## Task description
With nothing left out, repeat every entry exactly.

## Data listing
• • • • • • •

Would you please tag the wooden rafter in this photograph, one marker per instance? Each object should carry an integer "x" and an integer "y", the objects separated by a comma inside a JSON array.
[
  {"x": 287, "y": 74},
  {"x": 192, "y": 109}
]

• • • • • • •

## Task answer
Would you please tag the wooden rafter in this photograph, one marker per instance? Each object should carry an integer "x" and an integer "y", the objects separated by a comma inside a JSON array.
[
  {"x": 287, "y": 74},
  {"x": 192, "y": 109}
]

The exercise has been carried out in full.